Problem details » Write out everything from the start of the material down to the line containing "left=386, top=0, right=657, bottom=896", both ends included, without the pictures.

Data provided »
— begin —
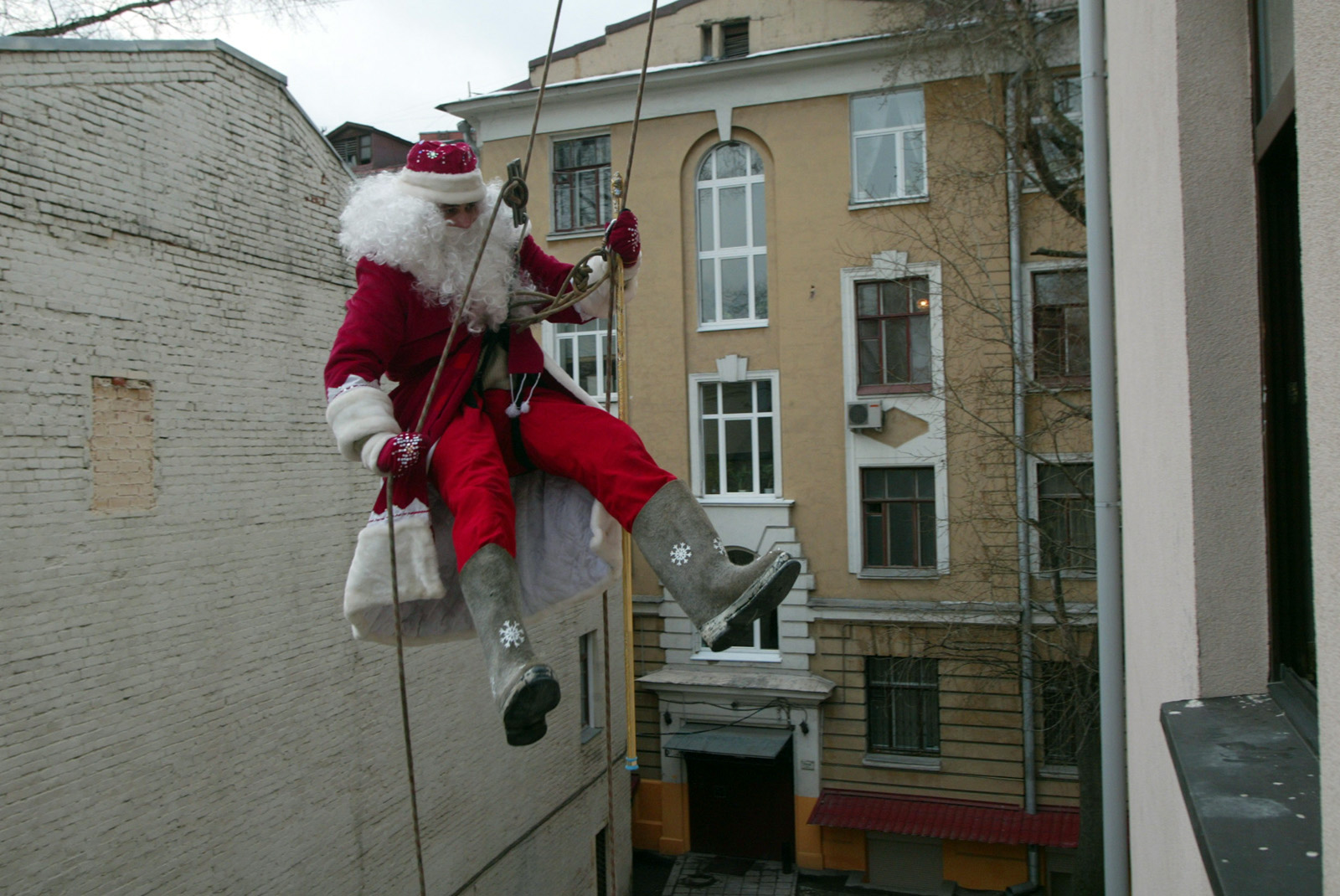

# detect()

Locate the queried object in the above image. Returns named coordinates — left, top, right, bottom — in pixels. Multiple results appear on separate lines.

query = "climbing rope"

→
left=386, top=0, right=657, bottom=896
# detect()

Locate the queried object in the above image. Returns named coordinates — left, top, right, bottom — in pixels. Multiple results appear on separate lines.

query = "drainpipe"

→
left=1005, top=74, right=1040, bottom=884
left=1079, top=0, right=1131, bottom=896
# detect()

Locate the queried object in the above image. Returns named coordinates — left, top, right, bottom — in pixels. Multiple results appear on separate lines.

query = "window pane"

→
left=903, top=131, right=926, bottom=196
left=698, top=152, right=713, bottom=181
left=715, top=143, right=748, bottom=178
left=916, top=501, right=935, bottom=567
left=856, top=282, right=879, bottom=317
left=698, top=259, right=717, bottom=324
left=725, top=420, right=755, bottom=493
left=698, top=189, right=717, bottom=252
left=759, top=610, right=781, bottom=650
left=884, top=466, right=920, bottom=498
left=717, top=186, right=749, bottom=249
left=866, top=503, right=889, bottom=567
left=574, top=335, right=603, bottom=395
left=860, top=470, right=884, bottom=500
left=884, top=317, right=911, bottom=383
left=909, top=315, right=930, bottom=383
left=578, top=172, right=600, bottom=228
left=884, top=501, right=916, bottom=567
left=1033, top=270, right=1088, bottom=306
left=702, top=420, right=721, bottom=494
left=749, top=183, right=768, bottom=246
left=721, top=383, right=753, bottom=414
left=1065, top=306, right=1090, bottom=376
left=759, top=416, right=776, bottom=494
left=755, top=379, right=772, bottom=414
left=721, top=259, right=749, bottom=320
left=856, top=136, right=898, bottom=199
left=755, top=255, right=768, bottom=320
left=554, top=174, right=572, bottom=230
left=851, top=90, right=926, bottom=131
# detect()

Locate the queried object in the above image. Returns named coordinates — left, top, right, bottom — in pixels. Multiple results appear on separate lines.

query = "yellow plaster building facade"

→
left=442, top=0, right=1092, bottom=893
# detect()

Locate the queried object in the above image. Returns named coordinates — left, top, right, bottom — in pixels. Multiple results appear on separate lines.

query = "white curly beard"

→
left=339, top=173, right=525, bottom=333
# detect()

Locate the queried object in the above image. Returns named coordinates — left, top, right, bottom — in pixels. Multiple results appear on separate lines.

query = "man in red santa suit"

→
left=326, top=141, right=800, bottom=746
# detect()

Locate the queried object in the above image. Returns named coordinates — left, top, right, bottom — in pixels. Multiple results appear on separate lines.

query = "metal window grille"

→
left=554, top=134, right=614, bottom=233
left=856, top=277, right=931, bottom=386
left=866, top=657, right=940, bottom=754
left=860, top=466, right=936, bottom=568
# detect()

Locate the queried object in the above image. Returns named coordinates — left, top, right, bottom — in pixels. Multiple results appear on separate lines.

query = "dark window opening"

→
left=866, top=657, right=940, bottom=754
left=856, top=277, right=931, bottom=394
left=860, top=466, right=935, bottom=568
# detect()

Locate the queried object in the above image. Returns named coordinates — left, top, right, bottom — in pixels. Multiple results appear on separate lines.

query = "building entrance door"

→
left=683, top=742, right=796, bottom=861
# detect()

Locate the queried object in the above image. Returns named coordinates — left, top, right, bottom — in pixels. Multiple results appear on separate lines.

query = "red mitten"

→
left=377, top=433, right=427, bottom=476
left=606, top=209, right=642, bottom=266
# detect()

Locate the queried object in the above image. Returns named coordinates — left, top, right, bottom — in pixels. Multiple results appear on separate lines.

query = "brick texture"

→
left=0, top=42, right=631, bottom=896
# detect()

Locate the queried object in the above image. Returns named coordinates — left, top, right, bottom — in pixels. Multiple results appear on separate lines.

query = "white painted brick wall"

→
left=0, top=44, right=631, bottom=896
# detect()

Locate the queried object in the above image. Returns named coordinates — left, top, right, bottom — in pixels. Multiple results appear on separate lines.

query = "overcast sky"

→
left=211, top=0, right=640, bottom=139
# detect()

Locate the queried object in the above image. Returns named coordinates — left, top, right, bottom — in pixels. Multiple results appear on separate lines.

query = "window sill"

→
left=847, top=193, right=930, bottom=212
left=544, top=226, right=605, bottom=242
left=698, top=494, right=796, bottom=507
left=698, top=317, right=768, bottom=333
left=688, top=647, right=781, bottom=663
left=856, top=567, right=940, bottom=579
left=856, top=383, right=934, bottom=396
left=860, top=753, right=940, bottom=771
left=1159, top=693, right=1322, bottom=896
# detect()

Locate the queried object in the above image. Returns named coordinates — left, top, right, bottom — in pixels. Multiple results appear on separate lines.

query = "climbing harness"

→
left=384, top=0, right=658, bottom=896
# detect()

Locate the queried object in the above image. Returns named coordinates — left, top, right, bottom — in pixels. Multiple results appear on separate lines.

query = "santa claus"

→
left=326, top=141, right=800, bottom=746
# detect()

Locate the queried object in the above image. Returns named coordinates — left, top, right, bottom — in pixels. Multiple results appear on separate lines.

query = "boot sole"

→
left=502, top=666, right=560, bottom=746
left=702, top=554, right=800, bottom=654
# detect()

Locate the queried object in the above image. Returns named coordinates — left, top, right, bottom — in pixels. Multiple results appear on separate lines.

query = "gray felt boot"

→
left=632, top=480, right=800, bottom=651
left=461, top=543, right=559, bottom=746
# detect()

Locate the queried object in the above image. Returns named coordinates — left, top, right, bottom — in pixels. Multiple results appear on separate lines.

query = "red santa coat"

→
left=326, top=177, right=634, bottom=644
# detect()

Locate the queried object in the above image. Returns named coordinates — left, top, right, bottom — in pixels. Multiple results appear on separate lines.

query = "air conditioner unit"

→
left=847, top=402, right=884, bottom=433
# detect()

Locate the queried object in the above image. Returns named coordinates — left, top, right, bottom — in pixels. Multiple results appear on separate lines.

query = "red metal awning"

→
left=809, top=787, right=1080, bottom=849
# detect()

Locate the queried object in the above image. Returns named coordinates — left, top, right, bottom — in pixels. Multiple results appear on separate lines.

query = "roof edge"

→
left=0, top=38, right=288, bottom=87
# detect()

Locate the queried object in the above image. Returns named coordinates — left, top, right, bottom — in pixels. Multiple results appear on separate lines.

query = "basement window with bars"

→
left=866, top=657, right=940, bottom=755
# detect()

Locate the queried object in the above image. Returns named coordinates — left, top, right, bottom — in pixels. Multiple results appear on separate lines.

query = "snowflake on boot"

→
left=498, top=621, right=525, bottom=647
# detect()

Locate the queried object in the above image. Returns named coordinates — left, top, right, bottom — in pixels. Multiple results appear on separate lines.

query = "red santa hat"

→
left=399, top=141, right=484, bottom=205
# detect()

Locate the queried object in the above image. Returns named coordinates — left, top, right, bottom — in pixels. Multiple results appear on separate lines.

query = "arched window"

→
left=698, top=142, right=768, bottom=328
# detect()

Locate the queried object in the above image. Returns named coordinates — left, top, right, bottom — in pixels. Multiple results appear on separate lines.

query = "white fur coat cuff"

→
left=574, top=259, right=642, bottom=320
left=326, top=386, right=400, bottom=471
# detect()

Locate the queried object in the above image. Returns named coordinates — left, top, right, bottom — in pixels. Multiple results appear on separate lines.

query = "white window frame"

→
left=540, top=317, right=619, bottom=399
left=688, top=369, right=784, bottom=503
left=1023, top=259, right=1092, bottom=389
left=545, top=130, right=614, bottom=241
left=693, top=141, right=772, bottom=332
left=847, top=85, right=930, bottom=209
left=1028, top=451, right=1097, bottom=581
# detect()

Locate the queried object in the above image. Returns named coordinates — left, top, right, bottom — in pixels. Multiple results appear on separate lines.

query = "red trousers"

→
left=429, top=387, right=675, bottom=568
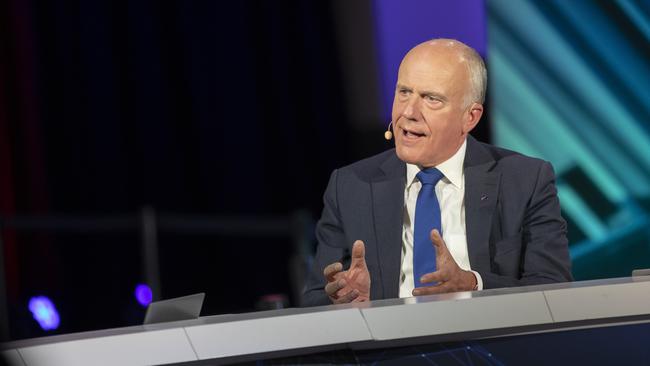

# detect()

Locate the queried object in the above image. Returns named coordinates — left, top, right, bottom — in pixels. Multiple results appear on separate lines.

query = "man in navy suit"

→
left=302, top=39, right=572, bottom=306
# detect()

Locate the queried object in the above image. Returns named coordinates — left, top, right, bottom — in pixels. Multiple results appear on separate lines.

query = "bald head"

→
left=400, top=38, right=487, bottom=107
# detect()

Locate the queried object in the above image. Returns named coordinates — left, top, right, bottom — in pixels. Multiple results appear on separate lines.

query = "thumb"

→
left=350, top=240, right=366, bottom=267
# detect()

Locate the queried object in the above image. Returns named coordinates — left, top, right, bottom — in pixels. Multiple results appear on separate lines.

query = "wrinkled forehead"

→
left=398, top=43, right=469, bottom=88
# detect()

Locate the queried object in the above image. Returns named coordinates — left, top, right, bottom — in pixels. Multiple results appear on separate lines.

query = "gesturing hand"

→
left=413, top=229, right=476, bottom=296
left=323, top=240, right=370, bottom=304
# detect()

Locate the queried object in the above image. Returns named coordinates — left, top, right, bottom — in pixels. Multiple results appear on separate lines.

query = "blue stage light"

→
left=29, top=296, right=60, bottom=330
left=135, top=284, right=153, bottom=307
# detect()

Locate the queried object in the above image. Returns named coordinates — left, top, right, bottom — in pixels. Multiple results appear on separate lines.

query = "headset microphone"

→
left=384, top=121, right=393, bottom=140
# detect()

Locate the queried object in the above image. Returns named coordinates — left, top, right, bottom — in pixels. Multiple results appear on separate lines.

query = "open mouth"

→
left=402, top=128, right=426, bottom=139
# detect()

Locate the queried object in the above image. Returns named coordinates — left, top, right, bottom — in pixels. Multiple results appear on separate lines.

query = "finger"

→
left=335, top=290, right=359, bottom=304
left=420, top=271, right=448, bottom=283
left=352, top=240, right=366, bottom=260
left=325, top=279, right=347, bottom=296
left=412, top=283, right=448, bottom=296
left=350, top=240, right=366, bottom=268
left=323, top=262, right=343, bottom=282
left=430, top=229, right=447, bottom=255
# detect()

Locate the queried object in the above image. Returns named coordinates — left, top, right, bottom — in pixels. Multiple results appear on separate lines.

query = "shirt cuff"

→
left=471, top=271, right=483, bottom=290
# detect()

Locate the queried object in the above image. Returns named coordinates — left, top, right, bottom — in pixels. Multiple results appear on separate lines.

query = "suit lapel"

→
left=370, top=154, right=406, bottom=298
left=464, top=136, right=501, bottom=273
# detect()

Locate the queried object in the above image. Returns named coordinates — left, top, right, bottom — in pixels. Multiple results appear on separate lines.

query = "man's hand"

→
left=413, top=229, right=476, bottom=296
left=323, top=240, right=370, bottom=304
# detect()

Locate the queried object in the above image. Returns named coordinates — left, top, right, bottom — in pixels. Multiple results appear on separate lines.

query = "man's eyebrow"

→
left=420, top=90, right=448, bottom=102
left=397, top=83, right=449, bottom=102
left=397, top=83, right=413, bottom=91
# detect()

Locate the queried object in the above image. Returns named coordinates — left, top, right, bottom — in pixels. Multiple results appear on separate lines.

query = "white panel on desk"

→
left=361, top=292, right=552, bottom=340
left=19, top=329, right=197, bottom=366
left=0, top=349, right=25, bottom=366
left=185, top=309, right=372, bottom=359
left=544, top=281, right=650, bottom=322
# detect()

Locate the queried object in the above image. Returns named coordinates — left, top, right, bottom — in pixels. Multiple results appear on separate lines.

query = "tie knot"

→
left=416, top=168, right=445, bottom=185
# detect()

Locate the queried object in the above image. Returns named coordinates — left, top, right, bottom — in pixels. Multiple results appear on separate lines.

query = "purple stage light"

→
left=29, top=296, right=60, bottom=330
left=135, top=284, right=153, bottom=307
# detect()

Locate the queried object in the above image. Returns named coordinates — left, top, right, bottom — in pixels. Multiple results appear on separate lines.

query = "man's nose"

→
left=402, top=95, right=420, bottom=119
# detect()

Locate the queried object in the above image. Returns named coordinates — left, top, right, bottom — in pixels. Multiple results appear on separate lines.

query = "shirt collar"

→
left=406, top=139, right=467, bottom=189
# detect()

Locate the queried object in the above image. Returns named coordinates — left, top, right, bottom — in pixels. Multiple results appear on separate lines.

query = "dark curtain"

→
left=0, top=0, right=356, bottom=338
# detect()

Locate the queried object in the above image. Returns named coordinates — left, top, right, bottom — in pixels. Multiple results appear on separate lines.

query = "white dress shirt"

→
left=399, top=140, right=483, bottom=297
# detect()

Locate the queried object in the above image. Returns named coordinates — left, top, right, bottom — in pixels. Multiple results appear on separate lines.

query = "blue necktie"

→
left=413, top=168, right=444, bottom=287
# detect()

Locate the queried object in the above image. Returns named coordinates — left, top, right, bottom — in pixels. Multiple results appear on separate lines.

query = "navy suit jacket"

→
left=302, top=136, right=572, bottom=306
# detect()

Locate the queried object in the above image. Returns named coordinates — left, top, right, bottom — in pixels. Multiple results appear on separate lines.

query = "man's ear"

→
left=463, top=103, right=483, bottom=134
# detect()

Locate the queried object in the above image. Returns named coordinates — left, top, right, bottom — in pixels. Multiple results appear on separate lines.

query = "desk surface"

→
left=2, top=276, right=650, bottom=366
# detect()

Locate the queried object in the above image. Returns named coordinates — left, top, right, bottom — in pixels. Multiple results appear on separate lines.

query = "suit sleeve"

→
left=481, top=162, right=573, bottom=289
left=301, top=170, right=350, bottom=306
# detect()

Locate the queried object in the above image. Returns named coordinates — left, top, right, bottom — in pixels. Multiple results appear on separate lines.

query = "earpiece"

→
left=384, top=121, right=393, bottom=140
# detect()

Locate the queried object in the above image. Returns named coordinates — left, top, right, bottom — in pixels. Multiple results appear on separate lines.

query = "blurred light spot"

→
left=29, top=296, right=60, bottom=330
left=135, top=284, right=153, bottom=307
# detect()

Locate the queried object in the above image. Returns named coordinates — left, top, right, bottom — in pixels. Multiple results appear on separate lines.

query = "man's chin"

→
left=395, top=146, right=421, bottom=165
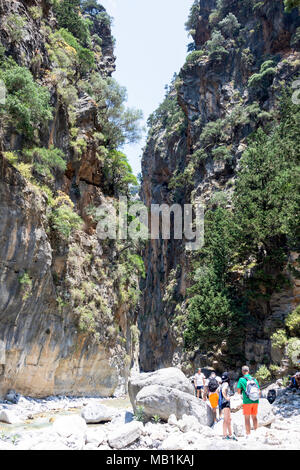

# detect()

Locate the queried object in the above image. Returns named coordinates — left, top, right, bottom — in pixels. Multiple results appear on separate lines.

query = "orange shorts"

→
left=243, top=403, right=258, bottom=416
left=209, top=393, right=219, bottom=408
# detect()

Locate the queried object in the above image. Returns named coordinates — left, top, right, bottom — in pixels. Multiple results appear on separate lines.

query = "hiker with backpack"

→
left=194, top=367, right=205, bottom=398
left=218, top=372, right=237, bottom=441
left=237, top=366, right=261, bottom=436
left=204, top=372, right=219, bottom=423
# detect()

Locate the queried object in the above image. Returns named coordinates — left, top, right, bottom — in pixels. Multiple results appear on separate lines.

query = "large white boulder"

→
left=128, top=367, right=194, bottom=410
left=0, top=410, right=21, bottom=424
left=108, top=421, right=143, bottom=449
left=257, top=398, right=275, bottom=426
left=81, top=404, right=114, bottom=424
left=52, top=416, right=87, bottom=450
left=85, top=428, right=106, bottom=447
left=136, top=385, right=213, bottom=426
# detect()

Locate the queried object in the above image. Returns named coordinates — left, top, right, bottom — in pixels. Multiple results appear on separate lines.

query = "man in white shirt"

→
left=194, top=368, right=205, bottom=398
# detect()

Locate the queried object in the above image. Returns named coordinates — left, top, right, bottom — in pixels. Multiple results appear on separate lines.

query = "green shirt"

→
left=237, top=374, right=259, bottom=405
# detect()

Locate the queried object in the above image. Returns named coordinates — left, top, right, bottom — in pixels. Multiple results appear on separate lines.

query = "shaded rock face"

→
left=0, top=0, right=136, bottom=397
left=139, top=0, right=300, bottom=371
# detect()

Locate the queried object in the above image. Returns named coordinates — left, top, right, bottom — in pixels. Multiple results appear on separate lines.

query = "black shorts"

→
left=221, top=401, right=230, bottom=410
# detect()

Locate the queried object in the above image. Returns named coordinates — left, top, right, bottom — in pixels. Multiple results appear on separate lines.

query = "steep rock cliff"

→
left=0, top=0, right=137, bottom=396
left=139, top=0, right=300, bottom=370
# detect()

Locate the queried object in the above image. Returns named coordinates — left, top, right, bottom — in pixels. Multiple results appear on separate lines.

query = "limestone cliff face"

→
left=140, top=0, right=300, bottom=371
left=0, top=0, right=136, bottom=396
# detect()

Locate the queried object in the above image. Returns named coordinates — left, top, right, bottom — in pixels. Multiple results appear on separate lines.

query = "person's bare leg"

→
left=224, top=408, right=232, bottom=437
left=245, top=416, right=251, bottom=436
left=252, top=416, right=258, bottom=431
left=223, top=410, right=227, bottom=437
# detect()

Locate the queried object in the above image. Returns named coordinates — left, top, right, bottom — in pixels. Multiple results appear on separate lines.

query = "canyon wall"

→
left=139, top=0, right=300, bottom=372
left=0, top=0, right=138, bottom=396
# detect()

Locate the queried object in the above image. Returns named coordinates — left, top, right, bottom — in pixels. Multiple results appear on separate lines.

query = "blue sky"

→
left=99, top=0, right=193, bottom=174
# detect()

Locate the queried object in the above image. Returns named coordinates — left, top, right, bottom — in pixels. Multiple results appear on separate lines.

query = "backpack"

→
left=218, top=384, right=225, bottom=410
left=208, top=378, right=219, bottom=393
left=244, top=377, right=260, bottom=401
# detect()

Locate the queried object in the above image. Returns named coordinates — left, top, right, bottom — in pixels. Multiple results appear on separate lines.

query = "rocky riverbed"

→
left=0, top=388, right=300, bottom=450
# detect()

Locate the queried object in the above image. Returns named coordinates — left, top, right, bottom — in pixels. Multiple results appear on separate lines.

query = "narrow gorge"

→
left=0, top=0, right=300, bottom=408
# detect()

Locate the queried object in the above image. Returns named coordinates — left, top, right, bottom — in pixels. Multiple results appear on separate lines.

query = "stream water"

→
left=0, top=396, right=131, bottom=438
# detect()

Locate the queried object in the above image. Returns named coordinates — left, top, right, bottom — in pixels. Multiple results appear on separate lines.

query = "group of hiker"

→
left=193, top=366, right=261, bottom=440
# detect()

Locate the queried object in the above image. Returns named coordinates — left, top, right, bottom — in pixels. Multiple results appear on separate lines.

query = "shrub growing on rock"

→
left=285, top=305, right=300, bottom=336
left=0, top=59, right=52, bottom=140
left=218, top=13, right=241, bottom=37
left=271, top=329, right=288, bottom=350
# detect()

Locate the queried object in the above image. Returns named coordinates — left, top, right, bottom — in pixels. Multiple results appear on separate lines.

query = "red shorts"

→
left=243, top=403, right=258, bottom=416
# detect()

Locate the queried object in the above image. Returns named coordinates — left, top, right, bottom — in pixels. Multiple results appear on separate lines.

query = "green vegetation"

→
left=6, top=13, right=27, bottom=42
left=285, top=305, right=300, bottom=337
left=28, top=6, right=43, bottom=21
left=19, top=271, right=32, bottom=301
left=103, top=150, right=138, bottom=195
left=284, top=0, right=300, bottom=12
left=234, top=95, right=300, bottom=254
left=0, top=59, right=52, bottom=141
left=80, top=0, right=104, bottom=16
left=287, top=338, right=300, bottom=369
left=81, top=73, right=142, bottom=150
left=271, top=329, right=288, bottom=351
left=186, top=50, right=207, bottom=64
left=185, top=0, right=200, bottom=34
left=206, top=31, right=228, bottom=57
left=22, top=146, right=67, bottom=177
left=184, top=94, right=300, bottom=355
left=248, top=60, right=276, bottom=91
left=50, top=192, right=83, bottom=240
left=147, top=80, right=187, bottom=136
left=218, top=13, right=241, bottom=37
left=54, top=0, right=90, bottom=46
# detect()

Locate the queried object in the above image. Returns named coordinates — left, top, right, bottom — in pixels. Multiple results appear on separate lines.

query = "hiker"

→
left=290, top=372, right=300, bottom=390
left=194, top=367, right=205, bottom=398
left=219, top=372, right=237, bottom=441
left=203, top=372, right=219, bottom=424
left=237, top=366, right=261, bottom=436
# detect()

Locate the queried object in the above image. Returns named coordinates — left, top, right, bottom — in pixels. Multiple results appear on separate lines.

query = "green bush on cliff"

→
left=248, top=60, right=276, bottom=90
left=206, top=31, right=228, bottom=57
left=50, top=195, right=83, bottom=240
left=284, top=0, right=300, bottom=12
left=285, top=305, right=300, bottom=336
left=147, top=83, right=186, bottom=136
left=0, top=59, right=52, bottom=140
left=271, top=329, right=288, bottom=351
left=186, top=50, right=207, bottom=64
left=79, top=73, right=142, bottom=150
left=22, top=146, right=67, bottom=175
left=218, top=13, right=241, bottom=37
left=184, top=207, right=242, bottom=348
left=233, top=95, right=300, bottom=254
left=5, top=13, right=27, bottom=42
left=53, top=0, right=90, bottom=45
left=185, top=0, right=200, bottom=31
left=287, top=338, right=300, bottom=369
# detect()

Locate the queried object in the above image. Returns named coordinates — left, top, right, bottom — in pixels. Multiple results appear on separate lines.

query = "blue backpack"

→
left=218, top=384, right=225, bottom=409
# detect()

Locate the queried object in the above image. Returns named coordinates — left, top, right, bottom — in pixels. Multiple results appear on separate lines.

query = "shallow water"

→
left=0, top=396, right=131, bottom=438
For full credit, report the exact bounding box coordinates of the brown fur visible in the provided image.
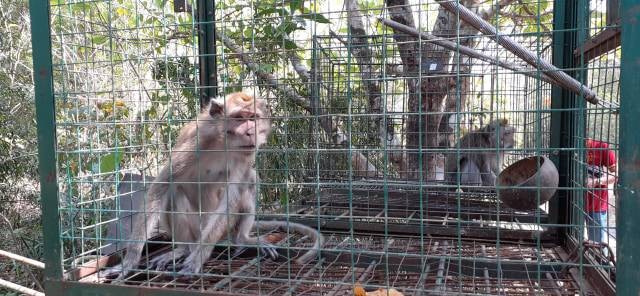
— end —
Written solution »
# detect()

Locate the queried object in the above image. Returns named coordinates — left, top, right, bottom — in pixels. Multiple results appear on separate lines.

query = "climbing rope"

→
left=386, top=0, right=657, bottom=896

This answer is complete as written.